# WHAT YOU NEED TO DO
Reproduce the stretch of the storage-primitives text from "FrozenStorage<T>" through "at insert time.".

# SELECTION
Per-user slot keyed by PublicKey. The executor can only write into their own slot (env::executor_id()); reads are unrestricted. Internally an UnorderedMap<PublicKey, T>.

SharedStorage<T>

A single value writable by any signer in a mutable writers set. Any current writer can rotate the set unless it is frozen. The context manager signs each write after WASM returns its outcome; peers verify the signature against the stored writer set at merge time. See ADR 0001 for the rotation-during-concurrent-write contract.

FrozenStorage<T>

Content-addressable immutable storage. insert returns a SHA-256 hash; reads are by hash. Same value always yields the same hash, and entries cannot be updated once written. Internally an UnorderedMap<Hash, FrozenValue<T>> with first-write-wins semantics.

AuthoredMap<K, V>

Shared keyspace map with per-entry ownership. Any member can insert a new key; only the inserter can update or remove their own entries. Each entry carries a StorageType::User { owner } stamp set from the executor's public key at insert time.

AuthoredVector<V>

Ordered shared vector with per-entry ownership. Any member can push; only the pusher can update or tombstone their entry. There is no physical remove — shifting indices would complicate concurrent-push merge semantics. Use tombstone(idx) to retract a slot.

Merge-time enforcement (signature-based primitives)

Local update/remove calls short-circuit non-owner attempts so bugs surface in-process. The load-bearing check happens at merge time in Interface::apply_action:

Signature — the runtime's ed25519_verify host function is called against the entry's stored owner (or, for SharedStorage, against the current writer set). Mismatch returns InvalidSignature.
Replay nonce — incoming nonce must be strictly greater than the stored value; equal nonces are rejected as NonceReplay (i.e. the comparison is incoming > stored, not ≥). The nonce is the action's SignatureData.nonce, set from env::time_now() (a wall-clock nanosecond timestamp from SystemTime::now()) at action build time. Caveat: wall-clock time is not strictly monotonic across NTP slews, leap-second corrections, VM-host clock changes, or process restarts. Two consecutive writes on the same node can collide or step backward under those conditions, in which case the second write is rejected as NonceReplay; conversely a node with a far-future clock can write a nonce that effectively locks the entity until later honest writes catch up. Per the inline comment in interface.rs, the nonce check is itself a transitional v2 mechanism that the project plans to retire after a soak period in favour of DAG-causal verification.

# RECORDS SUPPLIED
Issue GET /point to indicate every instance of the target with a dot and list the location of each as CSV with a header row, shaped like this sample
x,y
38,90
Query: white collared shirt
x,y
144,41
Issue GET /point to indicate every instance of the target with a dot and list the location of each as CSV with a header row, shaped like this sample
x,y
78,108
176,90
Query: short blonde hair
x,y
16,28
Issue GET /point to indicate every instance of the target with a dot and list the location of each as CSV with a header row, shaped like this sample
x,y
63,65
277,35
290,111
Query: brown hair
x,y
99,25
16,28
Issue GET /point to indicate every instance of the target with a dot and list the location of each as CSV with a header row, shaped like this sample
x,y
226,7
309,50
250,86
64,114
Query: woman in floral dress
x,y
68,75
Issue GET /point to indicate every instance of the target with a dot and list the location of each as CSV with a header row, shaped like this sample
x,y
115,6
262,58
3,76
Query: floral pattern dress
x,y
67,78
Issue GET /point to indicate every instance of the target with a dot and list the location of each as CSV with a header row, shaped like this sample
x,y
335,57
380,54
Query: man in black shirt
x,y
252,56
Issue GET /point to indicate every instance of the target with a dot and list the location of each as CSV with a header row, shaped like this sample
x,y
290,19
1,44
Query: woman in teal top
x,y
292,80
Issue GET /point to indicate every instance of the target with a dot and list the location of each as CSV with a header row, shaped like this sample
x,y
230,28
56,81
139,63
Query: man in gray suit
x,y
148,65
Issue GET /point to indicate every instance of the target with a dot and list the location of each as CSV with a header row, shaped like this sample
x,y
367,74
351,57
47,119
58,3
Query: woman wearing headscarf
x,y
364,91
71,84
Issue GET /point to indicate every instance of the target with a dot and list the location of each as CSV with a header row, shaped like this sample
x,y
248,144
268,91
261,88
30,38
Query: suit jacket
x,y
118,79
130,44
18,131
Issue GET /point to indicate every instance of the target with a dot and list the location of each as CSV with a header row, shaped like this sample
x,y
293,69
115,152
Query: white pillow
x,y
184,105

# RESPONSE TO THE EXERCISE
FrozenStorage<T>

Content-addressable immutable storage. insert returns a SHA-256 hash; reads are by hash. Same value always yields the same hash, and entries cannot be updated once written. Internally an UnorderedMap<Hash, FrozenValue<T>> with first-write-wins semantics.

AuthoredMap<K, V>

Shared keyspace map with per-entry ownership. Any member can insert a new key; only the inserter can update or remove their own entries. Each entry carries a StorageType::User { owner } stamp set from the executor's public key at insert time.